> [Exercise material]:
Content starts

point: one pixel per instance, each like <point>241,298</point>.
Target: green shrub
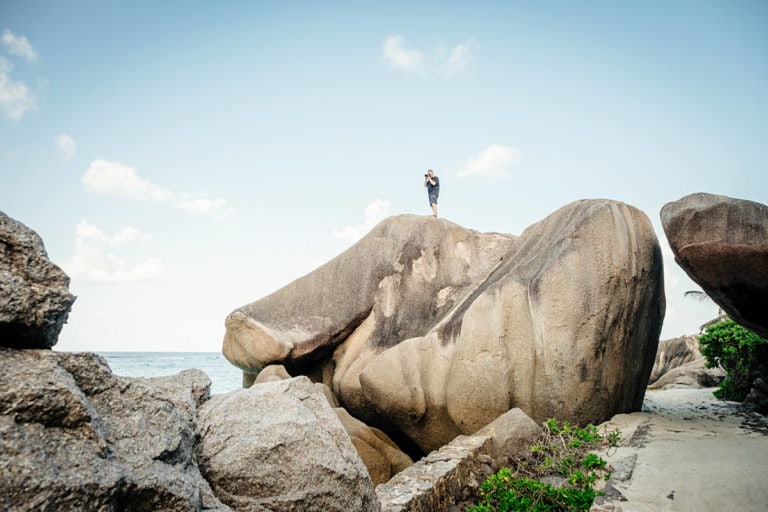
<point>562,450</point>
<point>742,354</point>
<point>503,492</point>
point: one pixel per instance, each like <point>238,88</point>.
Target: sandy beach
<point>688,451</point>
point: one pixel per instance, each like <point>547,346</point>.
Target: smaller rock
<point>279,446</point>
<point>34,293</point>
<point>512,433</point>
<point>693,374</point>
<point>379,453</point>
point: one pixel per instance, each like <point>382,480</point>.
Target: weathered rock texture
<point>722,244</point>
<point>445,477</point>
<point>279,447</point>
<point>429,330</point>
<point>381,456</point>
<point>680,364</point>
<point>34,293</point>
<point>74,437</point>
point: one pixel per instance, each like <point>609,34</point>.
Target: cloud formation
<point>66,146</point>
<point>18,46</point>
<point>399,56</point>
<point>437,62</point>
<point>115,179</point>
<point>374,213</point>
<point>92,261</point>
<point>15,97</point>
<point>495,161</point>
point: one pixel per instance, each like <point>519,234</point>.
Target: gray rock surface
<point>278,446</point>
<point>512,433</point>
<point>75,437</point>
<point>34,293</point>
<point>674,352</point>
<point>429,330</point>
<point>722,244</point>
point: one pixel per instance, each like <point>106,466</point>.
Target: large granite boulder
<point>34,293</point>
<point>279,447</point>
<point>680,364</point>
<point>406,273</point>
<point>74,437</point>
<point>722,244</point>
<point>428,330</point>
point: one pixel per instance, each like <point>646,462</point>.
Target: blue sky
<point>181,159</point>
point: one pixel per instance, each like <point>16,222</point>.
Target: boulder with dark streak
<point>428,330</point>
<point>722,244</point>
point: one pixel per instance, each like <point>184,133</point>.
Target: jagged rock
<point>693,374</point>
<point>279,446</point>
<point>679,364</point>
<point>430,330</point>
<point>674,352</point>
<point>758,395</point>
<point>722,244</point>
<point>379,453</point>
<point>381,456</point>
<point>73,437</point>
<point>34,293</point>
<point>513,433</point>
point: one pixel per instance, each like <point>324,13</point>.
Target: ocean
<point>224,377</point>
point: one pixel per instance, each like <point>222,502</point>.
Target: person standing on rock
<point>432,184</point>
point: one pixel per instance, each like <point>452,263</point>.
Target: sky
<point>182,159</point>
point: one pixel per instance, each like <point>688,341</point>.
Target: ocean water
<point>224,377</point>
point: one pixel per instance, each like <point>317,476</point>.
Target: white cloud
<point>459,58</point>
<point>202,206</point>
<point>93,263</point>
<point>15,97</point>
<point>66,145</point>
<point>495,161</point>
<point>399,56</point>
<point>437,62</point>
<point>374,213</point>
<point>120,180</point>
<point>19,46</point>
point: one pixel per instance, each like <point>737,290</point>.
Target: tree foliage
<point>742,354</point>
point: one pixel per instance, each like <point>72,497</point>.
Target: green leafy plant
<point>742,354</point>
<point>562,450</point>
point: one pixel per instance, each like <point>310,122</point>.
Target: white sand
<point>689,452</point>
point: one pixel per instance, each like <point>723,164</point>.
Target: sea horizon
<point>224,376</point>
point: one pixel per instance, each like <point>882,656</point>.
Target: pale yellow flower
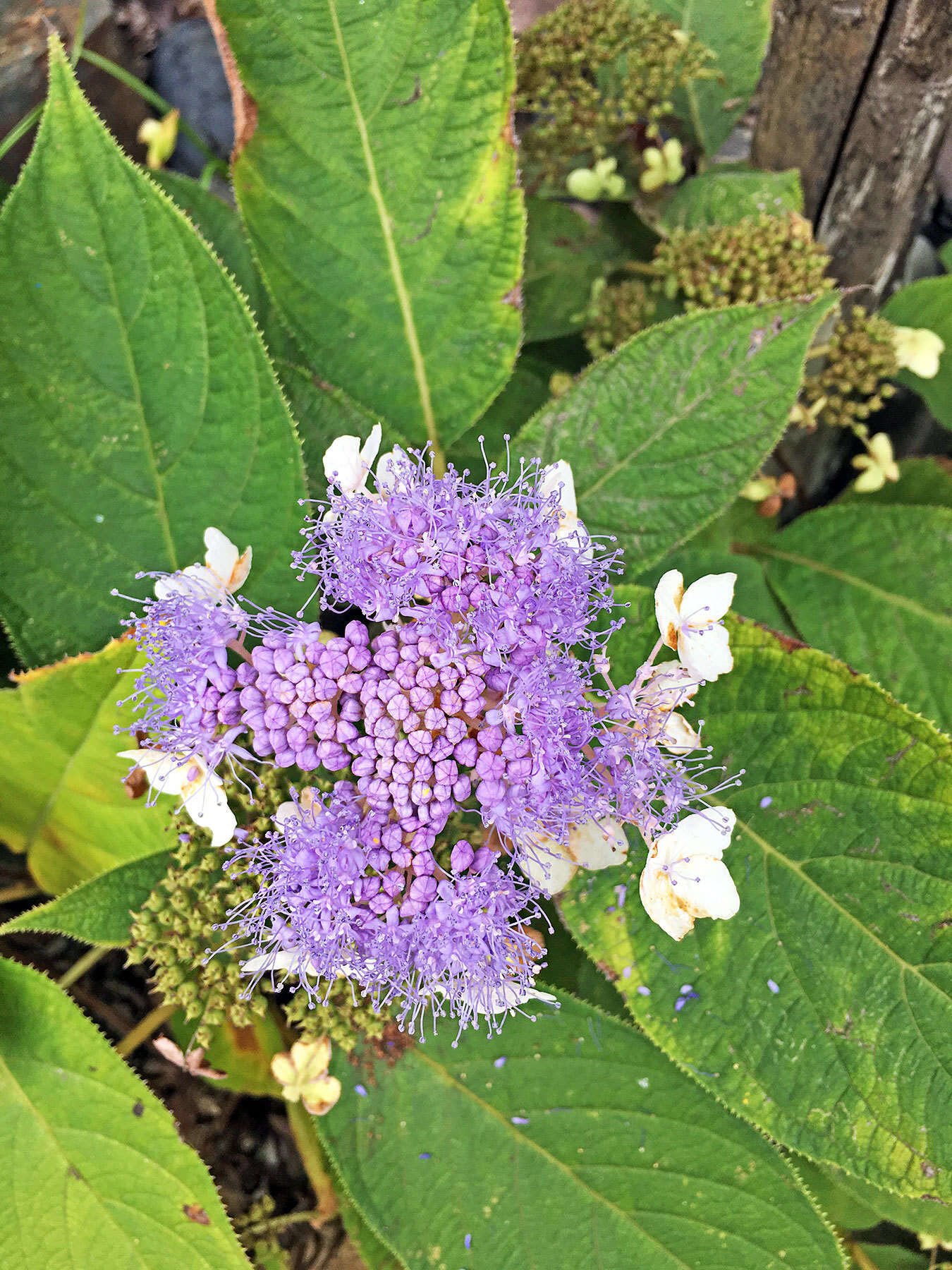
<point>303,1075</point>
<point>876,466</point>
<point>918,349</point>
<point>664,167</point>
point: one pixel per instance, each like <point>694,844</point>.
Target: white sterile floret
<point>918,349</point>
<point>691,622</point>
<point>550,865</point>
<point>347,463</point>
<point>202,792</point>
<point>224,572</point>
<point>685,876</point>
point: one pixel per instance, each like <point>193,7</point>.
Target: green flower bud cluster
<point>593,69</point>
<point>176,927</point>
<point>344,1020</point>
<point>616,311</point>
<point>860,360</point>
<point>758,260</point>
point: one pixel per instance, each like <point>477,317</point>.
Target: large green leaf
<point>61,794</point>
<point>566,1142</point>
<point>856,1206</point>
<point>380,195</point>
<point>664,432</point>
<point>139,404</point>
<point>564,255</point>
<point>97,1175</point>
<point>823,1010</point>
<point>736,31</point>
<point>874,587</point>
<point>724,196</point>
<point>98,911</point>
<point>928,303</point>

Content ends

> [What to do]: Please give the records again word for word, omitting all images.

> [Your response]:
point: one pixel per instance, each like <point>241,298</point>.
Target: green shrub
<point>562,450</point>
<point>742,354</point>
<point>503,492</point>
point: one pixel per instance, each like <point>238,88</point>.
Target: sandy beach
<point>688,451</point>
point: one pixel per instance, each like <point>547,346</point>.
Target: smaller rock
<point>279,446</point>
<point>34,293</point>
<point>512,433</point>
<point>693,374</point>
<point>379,453</point>
point: one pixel per instance, each like <point>382,480</point>.
Target: weathered rock texture
<point>722,244</point>
<point>445,477</point>
<point>279,447</point>
<point>429,330</point>
<point>381,456</point>
<point>680,364</point>
<point>34,293</point>
<point>74,437</point>
point: one pixel per instance, each like <point>609,34</point>.
Target: cloud formation
<point>66,146</point>
<point>18,46</point>
<point>399,56</point>
<point>437,62</point>
<point>115,179</point>
<point>374,213</point>
<point>92,261</point>
<point>15,97</point>
<point>495,161</point>
point: one pixel per instance, each like <point>519,234</point>.
Target: gray rock surface
<point>278,446</point>
<point>512,433</point>
<point>75,437</point>
<point>34,293</point>
<point>674,352</point>
<point>429,330</point>
<point>722,244</point>
point: one pixel per instance, each like <point>106,466</point>.
Target: large granite boulder
<point>34,293</point>
<point>279,447</point>
<point>680,364</point>
<point>406,273</point>
<point>74,437</point>
<point>722,244</point>
<point>428,330</point>
point: one pixel per instance, each like <point>646,462</point>.
Target: blue sky
<point>181,159</point>
point: one pixel per instance, each like <point>16,222</point>.
Target: boulder with dark streak
<point>428,330</point>
<point>722,244</point>
point: one pixel per instance, each like <point>184,133</point>.
Target: jagged rock
<point>693,374</point>
<point>279,446</point>
<point>679,364</point>
<point>430,330</point>
<point>674,352</point>
<point>758,395</point>
<point>722,244</point>
<point>379,453</point>
<point>381,456</point>
<point>73,437</point>
<point>34,293</point>
<point>513,433</point>
point: one pixel per instance, each like <point>324,13</point>.
Target: ocean
<point>224,377</point>
point: one pixel per instance, each like <point>222,502</point>.
Target: person standing on rock
<point>432,184</point>
point: one pixel per instance, each like <point>452,263</point>.
Target: sky
<point>182,159</point>
point: one pixel per instance, each like <point>688,341</point>.
Target: ocean water
<point>224,377</point>
point: one pixel per instance, each like <point>317,476</point>.
Target: white cloud
<point>459,58</point>
<point>202,206</point>
<point>93,263</point>
<point>15,97</point>
<point>66,145</point>
<point>495,161</point>
<point>399,56</point>
<point>437,62</point>
<point>374,213</point>
<point>120,180</point>
<point>19,46</point>
point: one pixel per instance, each like <point>737,290</point>.
Target: tree foliage
<point>742,354</point>
point: one pixel per instance, each like <point>72,497</point>.
Target: green leafy plant
<point>742,354</point>
<point>562,450</point>
point: one pixel per instance, each like <point>310,122</point>.
Target: white sand
<point>689,452</point>
point: one pixel per instance, each like <point>723,164</point>.
Target: sea horizon
<point>224,376</point>
point: one pixel per instance, each like <point>882,656</point>.
Target: pale yellow flower
<point>303,1075</point>
<point>876,466</point>
<point>918,349</point>
<point>664,167</point>
point: one pixel per instance, each like <point>694,844</point>.
Target: white sterile floret
<point>918,349</point>
<point>691,622</point>
<point>550,865</point>
<point>347,463</point>
<point>202,792</point>
<point>224,572</point>
<point>685,876</point>
point: one pixel per instance, each like <point>193,7</point>.
Target: green flower bud cluster
<point>593,69</point>
<point>176,927</point>
<point>344,1020</point>
<point>616,311</point>
<point>860,360</point>
<point>758,260</point>
point: one pixel per instance, each like <point>477,317</point>.
Target: large green leaf
<point>61,794</point>
<point>566,1142</point>
<point>856,1206</point>
<point>380,195</point>
<point>664,432</point>
<point>139,404</point>
<point>564,255</point>
<point>97,1175</point>
<point>823,1010</point>
<point>736,31</point>
<point>874,587</point>
<point>724,196</point>
<point>98,911</point>
<point>928,303</point>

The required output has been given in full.